Skip to content Skip to sidebar Skip to footer

Nyaneut, Tradisi Minum Teh Bersama

Pikiran Rakyat Edisi 6 Januari 2016
Garut, satu kota banyak cerita. Bukan hanya cerita Cipanas dan Darajatnya saja sebagai cerita wisata air panas. Garut kaya wisata Gurilapsnya atau gunung rimba laut dan pantainya sehingga wajar jika Charli Chaplin menyamakan dengan kota Swiss yang berada di Jawa, Swiss Van Java. Disempurnakan dengan kehadiran cokelat produksi Tama Cokelat yang sudah mendunia. Selain gurilaps, Garut juga menyimpan cerita sejarah baik sejarah kesundaan, keislaman, atau perjuangan.

Di tengah gempuran budaya modern, Garut juga masih menyimpan tradisi yang sama dimiliki oleh negara besar dan maju seperti Jepang, Amerika Serikat, Denmark, Rusia, Maroko, dan lainnya. Tradisi ini masih dianut oleh sebagian masyarakat di Garut. Mereka menyebut tradisi ini sebagai Nyaneut. Tradisi minum teh hangat bersama di antara para warga.

Nyaneut, adalah salah satu dari ratusan tradisi yang masih dianut oleh masyarakat Jawa Barat. Tradisi minum teh bersama ini merupakan tradisi yang sudah berlangsung ratusan tahun pada masyarakat Cigedug Kabupaten Garut. Nyaneut adalah salah satu tradisi yang masih terus dilakukan oleh masyarakat. Tradisi ini telah menyedot ribuan orang untuk sekedar menyaksikan tradisi minum teh bersama yang dikemas dalam bentuk festival.

Pada tanggal 1 Muharam 1437 atau tepatnya 14 Oktober 2015, penulis mendapatkan kesempatan untuk menyaksikan Nyaneut. Nyaneut tahun ini berbeda dengan nyaneut sebelumnya, karena diselenggarakan lebih meriah, dikemas dalam bentuk pesta budaya yaitu Nyaneut Festival.

Nyaneut merupakan singkatan dari Nyai Haneut atau Cai Haneut yang artinya air hangat. Adalah bentuk tradisi suguhan air teh hangat kepada tetamu yang datang yang disuguhkan oleh warga masyarakat Cigedug. Tradisi ini sudah ada sejak teh ditanam sejak abad 19 di wilayah Bayongbong dan Cikajang, Cigedug bagian dari Kecamatan Cikajang sebelum terjadi pemekaran menjadi kecamatan tersendiri. Tehnya sendiri dibawa dan ditanam oleh para pengusaha dari Belanda ditanam di kaki Gunung Cikuray.

Tugas Tertulis
1 - Ringkaslah kutipan di atas dalam dua kalimat.
2 - Jawablah pertanyaan berikut berdasarkan kutipan di atas.
(a) Apa arti nama Nyaneut?
(b) Pada tanggal berapa penulis menyaksikan Nyaneut?
(c) Siapa yang membawa dan menanam teh di kaki Gunung Cikuray?
3 - Salin kata demi kata bagian kutipan di atas yang diawali kata-kata "Pikiran Rakyat Edisi" dan berakhir setelah kata-kata "keislaman, atau perjuangan.".

Data yang Diberikan

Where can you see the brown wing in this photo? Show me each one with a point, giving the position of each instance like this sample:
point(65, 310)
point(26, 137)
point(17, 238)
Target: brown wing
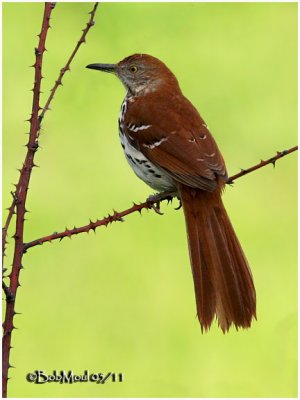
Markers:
point(172, 135)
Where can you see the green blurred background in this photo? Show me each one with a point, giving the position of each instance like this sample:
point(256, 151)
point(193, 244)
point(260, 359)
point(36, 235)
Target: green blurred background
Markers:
point(122, 300)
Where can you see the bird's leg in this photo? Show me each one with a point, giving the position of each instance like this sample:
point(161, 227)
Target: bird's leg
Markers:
point(166, 195)
point(158, 197)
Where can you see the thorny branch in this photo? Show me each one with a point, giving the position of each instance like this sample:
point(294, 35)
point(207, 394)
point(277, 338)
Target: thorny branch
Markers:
point(118, 216)
point(19, 196)
point(58, 82)
point(66, 68)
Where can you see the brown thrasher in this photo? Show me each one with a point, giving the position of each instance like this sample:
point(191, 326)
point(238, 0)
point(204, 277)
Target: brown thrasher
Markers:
point(169, 146)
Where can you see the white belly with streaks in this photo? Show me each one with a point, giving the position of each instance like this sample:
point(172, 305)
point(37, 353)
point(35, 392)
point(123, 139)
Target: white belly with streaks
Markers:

Jawaban Tiap Tugas
1 - Nyaneut adalah tradisi minum teh hangat bersama yang sudah berlangsung ratusan tahun pada masyarakat Cigedug, Kabupaten Garut, dan kini dikemas dalam bentuk festival yang menyedot ribuan penonton. Nama Nyaneut merupakan singkatan dari Nyai Haneut atau Cai Haneut yang berarti air hangat, dan tradisi ini sudah ada sejak teh ditanam pada abad ke-19 di wilayah Bayongbong dan Cikajang.

2 -
(a) Nyaneut adalah singkatan dari Nyai Haneut atau Cai Haneut, yang berarti air hangat.
(b) Penulis menyaksikannya pada tanggal 1 Muharam 1437, tepatnya 14 Oktober 2015.
(c) Teh itu dibawa dan ditanam oleh para pengusaha dari Belanda.

3 -
Pikiran Rakyat Edisi 6 Januari 2016
Garut, satu kota banyak cerita. Bukan hanya cerita Cipanas dan Darajatnya saja sebagai cerita wisata air panas. Garut kaya wisata Gurilapsnya atau gunung rimba laut dan pantainya sehingga wajar jika Charli Chaplin menyamakan dengan kota Swiss yang berada di Jawa, Swiss Van Java. Disempurnakan dengan kehadiran cokelat produksi Tama Cokelat yang sudah mendunia. Selain gurilaps, Garut juga menyimpan cerita sejarah baik sejarah kesundaan, keislaman, atau perjuangan.